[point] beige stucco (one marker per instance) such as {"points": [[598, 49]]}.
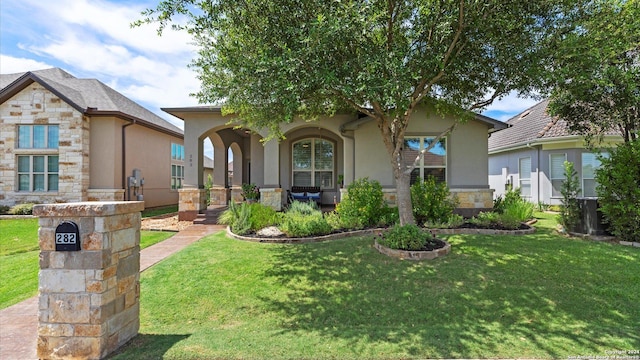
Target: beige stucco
{"points": [[359, 152], [90, 152]]}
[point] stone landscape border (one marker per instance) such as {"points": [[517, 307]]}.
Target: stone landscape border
{"points": [[312, 239]]}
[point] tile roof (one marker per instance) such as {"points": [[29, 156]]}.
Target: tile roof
{"points": [[86, 95]]}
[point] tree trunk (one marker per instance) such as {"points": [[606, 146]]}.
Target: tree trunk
{"points": [[403, 196]]}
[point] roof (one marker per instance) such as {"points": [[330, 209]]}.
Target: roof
{"points": [[88, 96]]}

Problem: Write down exactly the line with "[point] tree trunk", then each line after it through the end of the data.

Finished exercise:
[point] tree trunk (one marker per instance) such as {"points": [[606, 146]]}.
Target: tree trunk
{"points": [[403, 196]]}
[point] roof (one marker per instance) such as {"points": [[330, 209]]}.
Target: roof
{"points": [[88, 96]]}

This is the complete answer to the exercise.